WHAT NEEDS TO BE DONE — Repeat the full listing, word for word.

[Entries from a point annotation set]
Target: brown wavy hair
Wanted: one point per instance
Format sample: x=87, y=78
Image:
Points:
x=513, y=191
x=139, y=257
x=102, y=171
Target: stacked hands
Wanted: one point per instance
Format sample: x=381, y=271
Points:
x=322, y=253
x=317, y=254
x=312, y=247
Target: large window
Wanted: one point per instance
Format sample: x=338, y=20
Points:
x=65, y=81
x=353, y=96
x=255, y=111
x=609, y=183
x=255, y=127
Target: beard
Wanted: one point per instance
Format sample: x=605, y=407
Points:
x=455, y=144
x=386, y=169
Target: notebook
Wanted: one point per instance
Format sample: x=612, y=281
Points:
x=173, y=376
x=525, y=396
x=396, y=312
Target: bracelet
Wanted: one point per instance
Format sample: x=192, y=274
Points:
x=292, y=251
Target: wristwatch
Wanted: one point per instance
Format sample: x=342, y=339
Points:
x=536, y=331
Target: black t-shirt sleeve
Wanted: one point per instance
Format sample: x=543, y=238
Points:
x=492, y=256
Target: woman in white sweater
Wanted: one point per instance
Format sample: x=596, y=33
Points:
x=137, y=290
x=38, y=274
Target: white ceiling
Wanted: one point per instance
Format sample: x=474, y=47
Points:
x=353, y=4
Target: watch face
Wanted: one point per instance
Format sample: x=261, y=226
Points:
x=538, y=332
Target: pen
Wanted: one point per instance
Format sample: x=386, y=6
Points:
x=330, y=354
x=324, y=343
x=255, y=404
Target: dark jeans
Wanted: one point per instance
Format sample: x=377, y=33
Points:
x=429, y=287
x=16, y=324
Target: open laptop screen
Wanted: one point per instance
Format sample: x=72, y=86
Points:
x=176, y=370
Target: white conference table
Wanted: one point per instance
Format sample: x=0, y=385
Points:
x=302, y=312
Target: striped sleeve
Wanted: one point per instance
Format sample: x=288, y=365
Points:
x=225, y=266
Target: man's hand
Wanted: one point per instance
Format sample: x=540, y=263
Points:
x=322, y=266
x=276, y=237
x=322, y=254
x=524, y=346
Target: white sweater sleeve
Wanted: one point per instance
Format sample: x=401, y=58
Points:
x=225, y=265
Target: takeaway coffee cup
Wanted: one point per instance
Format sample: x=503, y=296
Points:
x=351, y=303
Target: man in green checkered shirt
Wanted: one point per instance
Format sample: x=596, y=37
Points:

TASK SOLUTION —
Target: brown wavy hair
Wanted: one point per instance
Format sample: x=87, y=78
Image:
Points:
x=513, y=191
x=139, y=257
x=102, y=171
Target: stacked hands
Wanted: one point per instance
Format sample: x=381, y=271
Points:
x=322, y=253
x=317, y=254
x=312, y=247
Target: large window
Wanted: one point per instance
Format sample: x=338, y=20
Points:
x=65, y=81
x=353, y=96
x=255, y=111
x=609, y=183
x=255, y=127
Target: beard
Wanted: one point per instance
Format sample: x=605, y=407
Points:
x=455, y=144
x=386, y=169
Target: notebook
Wanted: one point per instance
Format sample: x=612, y=281
Points:
x=173, y=376
x=525, y=396
x=396, y=312
Target: bracelet
Wanted: one point per instance
Format sample: x=192, y=274
Points:
x=292, y=251
Target: wristwatch
Wanted: one point per instance
Format sample: x=342, y=339
Points:
x=536, y=331
Target: black t-shirt sleeve
Wanted: one point per instance
Format sample: x=543, y=238
Points:
x=492, y=256
Target: woman in white sweater
Wanted: one point per instance
Format sample: x=596, y=33
Points:
x=137, y=290
x=38, y=274
Target: white ceiling
Wanted: one point per instance
Format sample: x=474, y=47
Points:
x=353, y=4
Target: watch face
Wanted: one point per instance
Format sample: x=261, y=226
Points:
x=538, y=332
Target: pen
Wanted: one point per instance
Format sample: x=386, y=6
Points:
x=330, y=354
x=324, y=343
x=255, y=404
Target: dark jeans
Wanted: one point per instance
Format sample: x=377, y=33
Points:
x=429, y=287
x=16, y=324
Target: open laptop screen
Wanted: one point per instance
Format sample: x=72, y=86
Points:
x=176, y=370
Target: white conference table
Wanted: one point per instance
Format sample: x=0, y=385
Points:
x=302, y=312
Target: striped sleeve
Wanted: one point per instance
Format sample: x=288, y=365
Points:
x=225, y=266
Target: man's hand
Wanted: one point per instance
Format sample: x=540, y=263
Points:
x=322, y=266
x=276, y=237
x=322, y=254
x=524, y=346
Target: white sweater sleeve
Wanted: one point per instance
Format sample: x=401, y=58
Points:
x=225, y=265
Target: takeaway coffee cup
Wanted: one point per instance
Format sample: x=503, y=296
Points:
x=351, y=303
Target: man in green checkered shirt
Wanted: one point per instance
Format sample: x=596, y=37
Points:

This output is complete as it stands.